_Text segment_
# Lupine Collars and Leads



## ThaLadyPit (Oct 12, 2008)

Anyone ever heard of them? Lupine® Homepage I've used their collars before I prefer a metal buckle as opposed to a heavy plastic buckle on the collars. I have one of the keychains and had the collar and matching 6' lead for Debo at one time. I just decided to go check out their site and thought I'd share it with ya'll.

Katie (Xiakho), you would benefit from the 9" Training Tab, seen here Lupine® - Coolstuff for when you're out in the common areas with Bruno at your apartment complex (especially when entering/exiting your apartment). I was reviewing their newest products and saw this and thought of you.

Anyway, just wanted to share that with everyone... they picture several different breeds, but one looks to be an Am Bulldog, I believe.. can someone please confirm/deny that for me!?


----------



## performanceknls (Apr 4, 2009)

Cool stuff! I use collars with paltic buckels all the time but my dogs don't pull so they can have pretty collars. The tabs are great ideas for training I use them all the time with new dogs.

That dog could be an AM bulldog or an AM bully hard to say sometimes they look the same.


----------



## ThaLadyPit (Oct 12, 2008)

That's what I was thinking.. I couldn't tell the difference so I wanted to ask someone with more knowledge about the two different breeds. Asking is always better than assuming, right!? I can't remember the name of the brand I used to use all the time for my dogs in the past, but I always found them on base at the BX (Base Exchange), good sturdy 1" flat collars with the heavy duty metal snap buckles. I asked Lupine if they thought of using the metal buckles as opposed to the plastic and this is their response: 

Hi Beverly, thanks for contacting us!

Both the 3/4" or 1" buckles are far stronger than the dog in any leash-walking situation. There is no buckle that is 100% safe for tie-out, and we don't recommend any of our products be used in that situation. As far as the metal side-release buckles, their performance was significantly less than our 1" buckle in a dead-pull. In a real-world sudden-impact situation, the plastic's ability to flex slightly would be even better.

Buckle failure generally means either the buckle is damaged in some way that's not visible, such as a cracked female end (from play-biting), or because the collar has been used in tie-out, which allows for repeated, and much higher, stress to the hardware.

If you have any questions, or if I can offer any assistance, please let me know.

Thanks, and wags,
Tracy McCarthy
Lupine, Inc.

Now, I didn't tie my dogs out, but I didn't really have a problem with them pulling either. I just prefer the metal snap buckle instead of the plastic.. personal preference I guess. I feel more secure having the metal rather than the plastic.. ya know!?


----------



## performanceknls (Apr 4, 2009)

The funny thing is I have had metal snaps bust just as often as plastic ones. I think it was because the collars are getting old but my old man Kaos always busted metal buckles. I mean the quick snap metal not the flat buckle collars.

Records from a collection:

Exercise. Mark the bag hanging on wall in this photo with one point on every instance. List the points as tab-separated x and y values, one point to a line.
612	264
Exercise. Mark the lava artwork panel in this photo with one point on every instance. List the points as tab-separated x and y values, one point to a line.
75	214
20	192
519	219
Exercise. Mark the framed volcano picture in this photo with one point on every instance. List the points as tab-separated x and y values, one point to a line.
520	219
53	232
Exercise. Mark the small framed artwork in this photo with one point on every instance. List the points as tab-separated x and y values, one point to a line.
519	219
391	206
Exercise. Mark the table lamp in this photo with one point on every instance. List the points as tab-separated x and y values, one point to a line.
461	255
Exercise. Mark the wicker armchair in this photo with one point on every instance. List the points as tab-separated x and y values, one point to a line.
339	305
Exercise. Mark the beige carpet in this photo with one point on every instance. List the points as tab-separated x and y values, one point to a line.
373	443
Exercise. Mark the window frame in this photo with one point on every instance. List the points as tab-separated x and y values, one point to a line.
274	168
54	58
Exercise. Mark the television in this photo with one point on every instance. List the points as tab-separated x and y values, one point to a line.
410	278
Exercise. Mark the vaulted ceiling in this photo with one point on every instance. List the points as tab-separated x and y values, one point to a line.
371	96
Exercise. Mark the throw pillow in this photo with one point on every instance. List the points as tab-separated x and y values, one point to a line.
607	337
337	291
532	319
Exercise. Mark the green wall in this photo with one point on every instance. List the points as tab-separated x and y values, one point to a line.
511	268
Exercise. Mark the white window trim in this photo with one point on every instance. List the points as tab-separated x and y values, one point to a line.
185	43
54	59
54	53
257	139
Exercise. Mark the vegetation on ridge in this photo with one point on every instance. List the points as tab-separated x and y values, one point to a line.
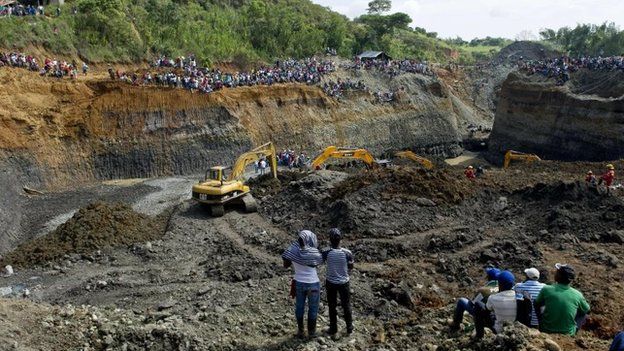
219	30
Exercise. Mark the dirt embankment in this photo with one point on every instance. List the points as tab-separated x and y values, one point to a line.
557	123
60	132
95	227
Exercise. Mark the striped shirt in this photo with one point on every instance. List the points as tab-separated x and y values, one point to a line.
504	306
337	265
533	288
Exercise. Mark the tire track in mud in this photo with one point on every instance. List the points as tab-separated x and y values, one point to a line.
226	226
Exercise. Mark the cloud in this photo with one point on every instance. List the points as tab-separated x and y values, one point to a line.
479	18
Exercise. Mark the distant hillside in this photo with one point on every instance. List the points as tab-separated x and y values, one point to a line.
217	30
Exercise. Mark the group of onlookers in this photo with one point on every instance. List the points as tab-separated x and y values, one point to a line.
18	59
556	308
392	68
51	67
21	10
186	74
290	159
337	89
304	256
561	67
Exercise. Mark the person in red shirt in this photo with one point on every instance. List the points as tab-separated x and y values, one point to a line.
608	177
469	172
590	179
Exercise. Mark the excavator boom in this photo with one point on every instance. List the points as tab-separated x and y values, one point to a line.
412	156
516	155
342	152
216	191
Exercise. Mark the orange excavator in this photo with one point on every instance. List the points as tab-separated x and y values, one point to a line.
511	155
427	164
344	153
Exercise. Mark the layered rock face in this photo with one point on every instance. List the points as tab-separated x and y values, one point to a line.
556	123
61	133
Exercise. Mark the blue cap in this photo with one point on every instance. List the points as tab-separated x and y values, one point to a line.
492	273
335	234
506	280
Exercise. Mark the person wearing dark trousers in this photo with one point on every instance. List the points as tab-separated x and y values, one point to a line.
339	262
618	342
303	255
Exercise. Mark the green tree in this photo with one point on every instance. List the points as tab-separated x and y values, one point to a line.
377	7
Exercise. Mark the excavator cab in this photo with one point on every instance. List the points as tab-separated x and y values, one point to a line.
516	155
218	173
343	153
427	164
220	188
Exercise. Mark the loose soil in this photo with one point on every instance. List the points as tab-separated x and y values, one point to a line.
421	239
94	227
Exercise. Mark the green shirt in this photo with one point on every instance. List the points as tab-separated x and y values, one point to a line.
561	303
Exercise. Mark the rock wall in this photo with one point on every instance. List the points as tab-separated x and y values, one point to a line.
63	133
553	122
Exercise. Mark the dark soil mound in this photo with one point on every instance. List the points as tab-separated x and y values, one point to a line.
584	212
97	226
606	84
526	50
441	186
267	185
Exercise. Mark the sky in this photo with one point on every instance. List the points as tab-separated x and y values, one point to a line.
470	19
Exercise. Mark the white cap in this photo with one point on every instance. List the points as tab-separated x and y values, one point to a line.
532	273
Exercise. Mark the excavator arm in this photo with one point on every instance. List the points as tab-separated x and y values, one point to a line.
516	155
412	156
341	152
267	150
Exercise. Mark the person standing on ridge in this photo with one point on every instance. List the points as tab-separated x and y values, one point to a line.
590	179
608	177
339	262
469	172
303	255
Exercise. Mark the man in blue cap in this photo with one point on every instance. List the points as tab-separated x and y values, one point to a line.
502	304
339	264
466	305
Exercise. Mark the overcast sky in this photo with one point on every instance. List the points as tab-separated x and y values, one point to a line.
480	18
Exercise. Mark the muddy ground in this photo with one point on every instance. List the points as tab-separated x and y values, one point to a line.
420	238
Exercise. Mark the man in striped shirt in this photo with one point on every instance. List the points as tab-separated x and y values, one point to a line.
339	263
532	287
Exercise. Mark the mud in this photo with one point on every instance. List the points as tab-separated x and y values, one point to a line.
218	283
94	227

--

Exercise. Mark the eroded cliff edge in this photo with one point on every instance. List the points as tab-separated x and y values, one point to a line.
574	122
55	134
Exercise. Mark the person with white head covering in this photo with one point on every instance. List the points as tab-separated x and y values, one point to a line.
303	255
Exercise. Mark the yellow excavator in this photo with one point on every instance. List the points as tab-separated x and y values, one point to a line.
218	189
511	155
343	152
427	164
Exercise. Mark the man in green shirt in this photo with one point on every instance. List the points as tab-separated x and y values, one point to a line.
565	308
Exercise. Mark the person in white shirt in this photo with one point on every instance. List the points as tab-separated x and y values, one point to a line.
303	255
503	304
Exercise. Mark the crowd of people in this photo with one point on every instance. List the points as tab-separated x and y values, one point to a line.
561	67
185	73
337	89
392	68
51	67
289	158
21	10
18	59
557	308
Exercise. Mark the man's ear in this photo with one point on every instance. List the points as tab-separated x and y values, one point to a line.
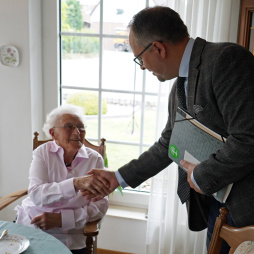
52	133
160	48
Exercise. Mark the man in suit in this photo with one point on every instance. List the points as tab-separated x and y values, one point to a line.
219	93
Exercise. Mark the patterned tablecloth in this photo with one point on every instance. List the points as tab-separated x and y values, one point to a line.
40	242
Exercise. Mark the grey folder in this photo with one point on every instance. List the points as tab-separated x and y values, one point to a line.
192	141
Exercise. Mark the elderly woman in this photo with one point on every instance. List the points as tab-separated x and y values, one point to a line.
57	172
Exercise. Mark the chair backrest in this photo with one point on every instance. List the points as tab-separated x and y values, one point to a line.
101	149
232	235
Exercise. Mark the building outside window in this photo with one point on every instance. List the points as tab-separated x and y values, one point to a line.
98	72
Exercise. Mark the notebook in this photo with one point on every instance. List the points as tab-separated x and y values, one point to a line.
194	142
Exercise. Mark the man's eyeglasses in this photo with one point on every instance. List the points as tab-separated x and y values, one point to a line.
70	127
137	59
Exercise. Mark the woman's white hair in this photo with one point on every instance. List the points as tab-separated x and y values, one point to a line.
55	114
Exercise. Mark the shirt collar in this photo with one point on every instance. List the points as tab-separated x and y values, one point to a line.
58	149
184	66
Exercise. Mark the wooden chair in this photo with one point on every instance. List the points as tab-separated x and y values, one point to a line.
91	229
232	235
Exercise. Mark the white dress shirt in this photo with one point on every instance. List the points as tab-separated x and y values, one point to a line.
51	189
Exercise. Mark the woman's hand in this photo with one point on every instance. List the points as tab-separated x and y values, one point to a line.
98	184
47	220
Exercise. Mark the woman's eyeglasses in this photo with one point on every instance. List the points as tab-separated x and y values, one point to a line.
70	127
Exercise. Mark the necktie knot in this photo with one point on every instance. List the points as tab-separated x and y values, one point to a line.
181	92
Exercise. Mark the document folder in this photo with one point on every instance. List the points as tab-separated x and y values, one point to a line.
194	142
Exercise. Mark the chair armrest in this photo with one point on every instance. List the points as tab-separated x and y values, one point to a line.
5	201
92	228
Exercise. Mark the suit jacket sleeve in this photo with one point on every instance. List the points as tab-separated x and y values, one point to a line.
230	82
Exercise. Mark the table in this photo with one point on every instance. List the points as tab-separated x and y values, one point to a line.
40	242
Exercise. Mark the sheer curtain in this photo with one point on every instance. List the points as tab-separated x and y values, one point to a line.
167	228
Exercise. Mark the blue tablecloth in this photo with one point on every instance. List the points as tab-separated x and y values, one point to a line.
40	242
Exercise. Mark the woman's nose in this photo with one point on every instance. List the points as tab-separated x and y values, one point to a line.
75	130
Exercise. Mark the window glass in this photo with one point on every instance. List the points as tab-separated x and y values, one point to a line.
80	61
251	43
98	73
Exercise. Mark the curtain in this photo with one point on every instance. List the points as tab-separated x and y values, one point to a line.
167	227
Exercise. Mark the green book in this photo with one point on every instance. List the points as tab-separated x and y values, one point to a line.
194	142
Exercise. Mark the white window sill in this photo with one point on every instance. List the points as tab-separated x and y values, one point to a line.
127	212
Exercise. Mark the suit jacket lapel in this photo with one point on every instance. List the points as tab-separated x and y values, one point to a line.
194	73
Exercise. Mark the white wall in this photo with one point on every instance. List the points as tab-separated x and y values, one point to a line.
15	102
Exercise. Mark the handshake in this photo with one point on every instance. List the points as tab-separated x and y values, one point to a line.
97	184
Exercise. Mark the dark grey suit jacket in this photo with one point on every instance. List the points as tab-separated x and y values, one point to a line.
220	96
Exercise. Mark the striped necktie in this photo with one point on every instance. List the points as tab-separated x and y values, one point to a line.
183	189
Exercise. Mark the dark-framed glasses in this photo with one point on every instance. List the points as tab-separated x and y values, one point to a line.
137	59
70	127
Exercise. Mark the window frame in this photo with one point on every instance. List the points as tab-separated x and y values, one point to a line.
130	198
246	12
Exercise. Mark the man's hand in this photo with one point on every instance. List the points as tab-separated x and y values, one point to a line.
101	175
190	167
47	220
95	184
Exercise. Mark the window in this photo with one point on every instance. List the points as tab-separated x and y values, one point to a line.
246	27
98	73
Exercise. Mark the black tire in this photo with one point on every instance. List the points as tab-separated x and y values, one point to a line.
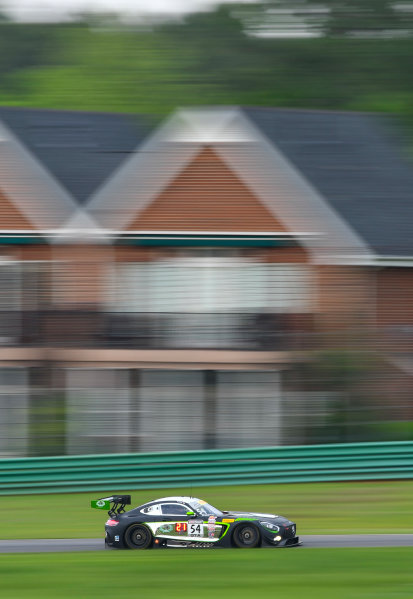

==

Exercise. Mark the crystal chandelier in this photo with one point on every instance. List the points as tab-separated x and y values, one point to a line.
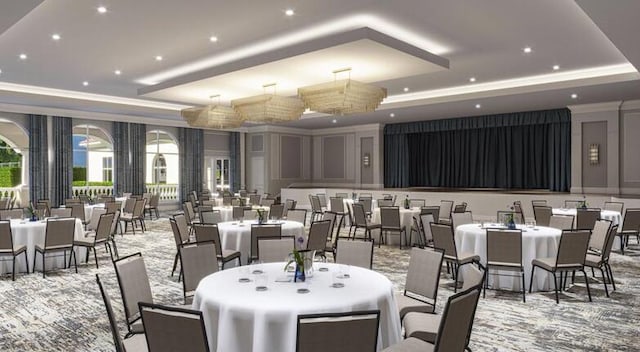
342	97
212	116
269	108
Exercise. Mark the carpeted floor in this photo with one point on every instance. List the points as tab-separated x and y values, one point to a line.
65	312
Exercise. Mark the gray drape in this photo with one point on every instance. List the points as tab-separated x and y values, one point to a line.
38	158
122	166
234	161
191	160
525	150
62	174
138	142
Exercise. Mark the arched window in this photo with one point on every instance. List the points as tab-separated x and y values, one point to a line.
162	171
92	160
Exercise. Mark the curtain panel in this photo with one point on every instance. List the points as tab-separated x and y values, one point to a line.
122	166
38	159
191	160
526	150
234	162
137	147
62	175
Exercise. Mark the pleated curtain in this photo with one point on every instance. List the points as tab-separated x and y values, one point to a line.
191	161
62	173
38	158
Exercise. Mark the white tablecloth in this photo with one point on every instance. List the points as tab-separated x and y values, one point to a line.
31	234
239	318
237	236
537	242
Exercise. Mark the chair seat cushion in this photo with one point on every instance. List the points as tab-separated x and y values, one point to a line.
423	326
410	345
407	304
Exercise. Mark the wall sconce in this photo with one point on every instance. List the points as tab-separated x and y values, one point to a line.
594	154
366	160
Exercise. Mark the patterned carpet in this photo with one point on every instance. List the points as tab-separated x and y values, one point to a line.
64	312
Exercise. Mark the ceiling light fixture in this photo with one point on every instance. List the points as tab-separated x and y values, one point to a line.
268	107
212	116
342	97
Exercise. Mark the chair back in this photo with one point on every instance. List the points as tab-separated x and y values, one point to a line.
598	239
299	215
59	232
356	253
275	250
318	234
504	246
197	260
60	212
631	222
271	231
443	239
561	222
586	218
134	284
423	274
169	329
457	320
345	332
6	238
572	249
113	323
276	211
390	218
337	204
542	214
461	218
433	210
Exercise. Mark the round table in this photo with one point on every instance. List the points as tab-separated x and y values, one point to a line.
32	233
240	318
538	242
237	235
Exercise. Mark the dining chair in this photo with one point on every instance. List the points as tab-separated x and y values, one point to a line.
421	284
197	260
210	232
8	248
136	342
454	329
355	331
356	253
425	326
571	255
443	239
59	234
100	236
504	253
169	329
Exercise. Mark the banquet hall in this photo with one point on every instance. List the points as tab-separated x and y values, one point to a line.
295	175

_Complete the following_
A - From the thread on Lupine collars and leads, reproduce word for word the passage that begins at the words "Hi Beverly, thanks" and stops after the words "let me know.".
B - In the thread on Lupine collars and leads, how did the metal side-release buckles perform against Lupine's 1" buckle in a dead-pull?

_Worked answers_
A -
Hi Beverly, thanks for contacting us!

Both the 3/4" or 1" buckles are far stronger than the dog in any leash-walking situation. There is no buckle that is 100% safe for tie-out, and we don't recommend any of our products be used in that situation. As far as the metal side-release buckles, their performance was significantly less than our 1" buckle in a dead-pull. In a real-world sudden-impact situation, the plastic's ability to flex slightly would be even better.

Buckle failure generally means either the buckle is damaged in some way that's not visible, such as a cracked female end (from play-biting), or because the collar has been used in tie-out, which allows for repeated, and much higher, stress to the hardware.

If you have any questions, or if I can offer any assistance, please let me know.

B - Their performance was significantly less than the 1" buckle's in a dead-pull.